- PROBLEM TO SOLVE
Determine the count of lines containing "traffic" in the entries below and return only that figure.

____ STORED DATA

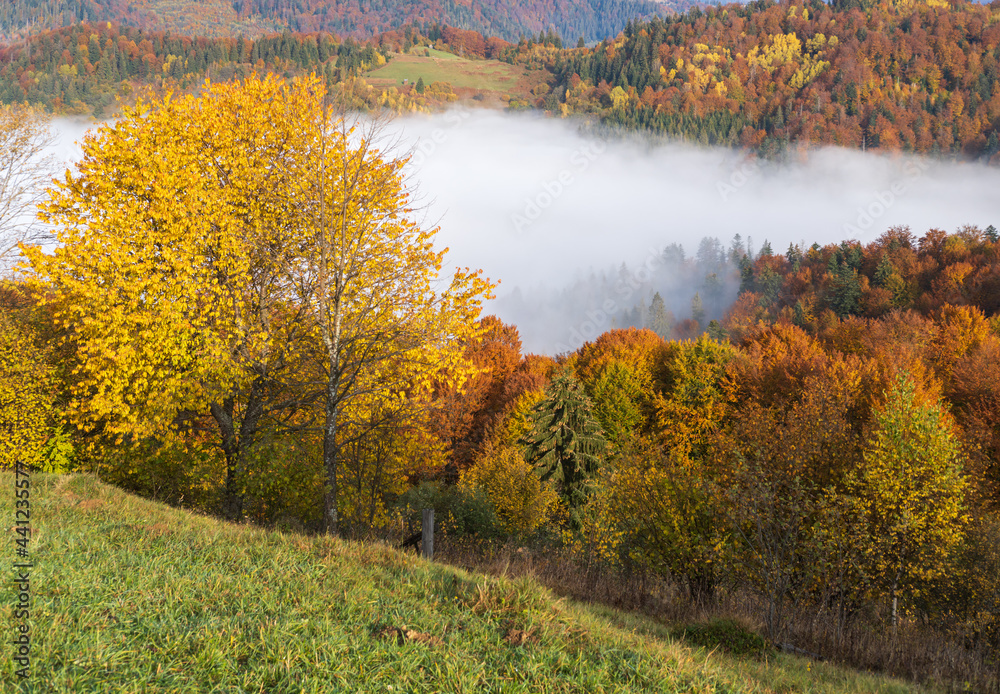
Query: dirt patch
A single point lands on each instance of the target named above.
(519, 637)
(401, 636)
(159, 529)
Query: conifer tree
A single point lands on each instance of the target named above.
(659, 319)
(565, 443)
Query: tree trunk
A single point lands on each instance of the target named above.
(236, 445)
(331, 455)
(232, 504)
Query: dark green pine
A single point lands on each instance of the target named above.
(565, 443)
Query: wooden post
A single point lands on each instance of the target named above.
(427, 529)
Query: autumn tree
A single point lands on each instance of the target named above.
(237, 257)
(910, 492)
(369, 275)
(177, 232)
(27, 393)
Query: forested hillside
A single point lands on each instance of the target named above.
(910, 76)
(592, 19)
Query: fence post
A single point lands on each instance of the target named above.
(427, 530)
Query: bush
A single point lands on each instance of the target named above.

________
____ STORED DATA

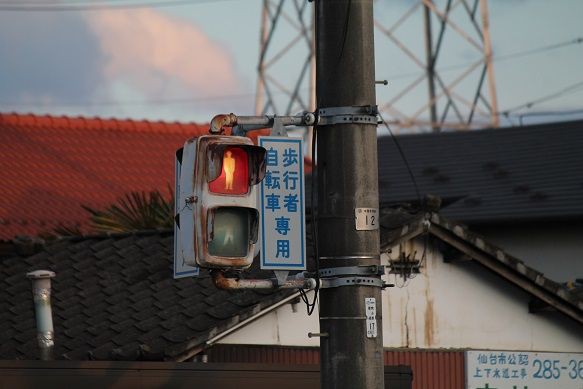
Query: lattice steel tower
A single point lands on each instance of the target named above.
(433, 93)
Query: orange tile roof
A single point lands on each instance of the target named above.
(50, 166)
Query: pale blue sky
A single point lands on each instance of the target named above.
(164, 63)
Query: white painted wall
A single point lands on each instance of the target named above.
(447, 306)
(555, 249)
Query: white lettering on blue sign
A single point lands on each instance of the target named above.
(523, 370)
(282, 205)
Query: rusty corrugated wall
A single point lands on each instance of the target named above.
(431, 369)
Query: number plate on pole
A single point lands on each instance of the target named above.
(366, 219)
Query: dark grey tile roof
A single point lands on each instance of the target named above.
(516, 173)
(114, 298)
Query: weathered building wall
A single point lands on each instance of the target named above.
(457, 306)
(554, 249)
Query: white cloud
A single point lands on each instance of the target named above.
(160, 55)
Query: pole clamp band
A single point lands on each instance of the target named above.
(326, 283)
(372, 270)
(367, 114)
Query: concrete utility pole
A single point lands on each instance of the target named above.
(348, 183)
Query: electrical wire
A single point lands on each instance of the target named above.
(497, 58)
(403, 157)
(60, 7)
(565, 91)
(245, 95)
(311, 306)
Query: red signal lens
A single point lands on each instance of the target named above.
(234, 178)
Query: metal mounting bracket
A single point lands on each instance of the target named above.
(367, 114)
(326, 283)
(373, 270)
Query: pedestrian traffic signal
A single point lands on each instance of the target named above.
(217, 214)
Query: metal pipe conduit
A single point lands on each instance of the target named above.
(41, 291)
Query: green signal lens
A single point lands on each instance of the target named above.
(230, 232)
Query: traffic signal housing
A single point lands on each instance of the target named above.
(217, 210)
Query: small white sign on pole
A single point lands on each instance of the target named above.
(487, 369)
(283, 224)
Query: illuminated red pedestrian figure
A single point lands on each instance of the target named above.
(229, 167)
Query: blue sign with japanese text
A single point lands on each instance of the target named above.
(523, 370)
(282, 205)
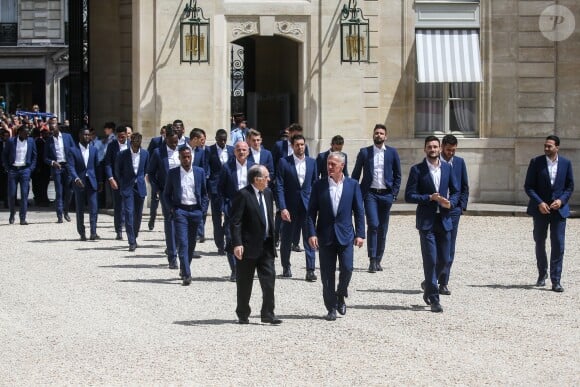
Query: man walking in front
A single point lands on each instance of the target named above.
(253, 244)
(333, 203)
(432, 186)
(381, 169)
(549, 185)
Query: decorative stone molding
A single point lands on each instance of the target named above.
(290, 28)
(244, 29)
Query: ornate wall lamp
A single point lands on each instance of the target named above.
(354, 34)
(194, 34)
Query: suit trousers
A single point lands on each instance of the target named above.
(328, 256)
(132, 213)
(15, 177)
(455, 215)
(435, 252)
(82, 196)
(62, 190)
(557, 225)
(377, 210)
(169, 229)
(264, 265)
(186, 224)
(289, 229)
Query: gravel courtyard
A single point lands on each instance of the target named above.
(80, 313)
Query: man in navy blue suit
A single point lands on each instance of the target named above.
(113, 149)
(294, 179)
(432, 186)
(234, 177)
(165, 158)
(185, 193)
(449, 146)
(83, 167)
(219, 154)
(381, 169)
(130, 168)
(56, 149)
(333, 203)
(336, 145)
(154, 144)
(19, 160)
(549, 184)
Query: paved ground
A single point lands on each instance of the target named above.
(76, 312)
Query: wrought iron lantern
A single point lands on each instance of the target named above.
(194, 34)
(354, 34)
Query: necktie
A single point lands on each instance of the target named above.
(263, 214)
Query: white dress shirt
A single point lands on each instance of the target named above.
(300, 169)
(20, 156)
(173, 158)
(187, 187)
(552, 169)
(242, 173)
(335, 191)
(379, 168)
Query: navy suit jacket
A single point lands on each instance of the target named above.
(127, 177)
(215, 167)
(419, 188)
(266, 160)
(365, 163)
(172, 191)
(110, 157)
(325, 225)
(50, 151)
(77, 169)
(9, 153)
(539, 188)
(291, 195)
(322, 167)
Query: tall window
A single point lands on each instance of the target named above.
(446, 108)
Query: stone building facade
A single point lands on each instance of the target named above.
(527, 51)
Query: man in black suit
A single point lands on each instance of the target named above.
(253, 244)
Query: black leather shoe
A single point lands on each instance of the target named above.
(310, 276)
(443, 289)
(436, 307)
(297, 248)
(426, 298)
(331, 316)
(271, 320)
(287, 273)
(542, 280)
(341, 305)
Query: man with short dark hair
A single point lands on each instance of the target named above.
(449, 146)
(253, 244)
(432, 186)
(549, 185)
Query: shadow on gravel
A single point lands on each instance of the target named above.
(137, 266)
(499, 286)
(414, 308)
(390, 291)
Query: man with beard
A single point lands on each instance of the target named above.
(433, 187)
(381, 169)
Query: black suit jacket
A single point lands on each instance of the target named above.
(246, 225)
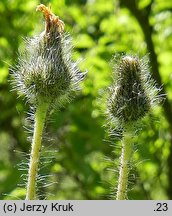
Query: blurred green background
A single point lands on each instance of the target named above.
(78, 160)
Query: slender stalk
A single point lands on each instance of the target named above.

________

- RESULT
2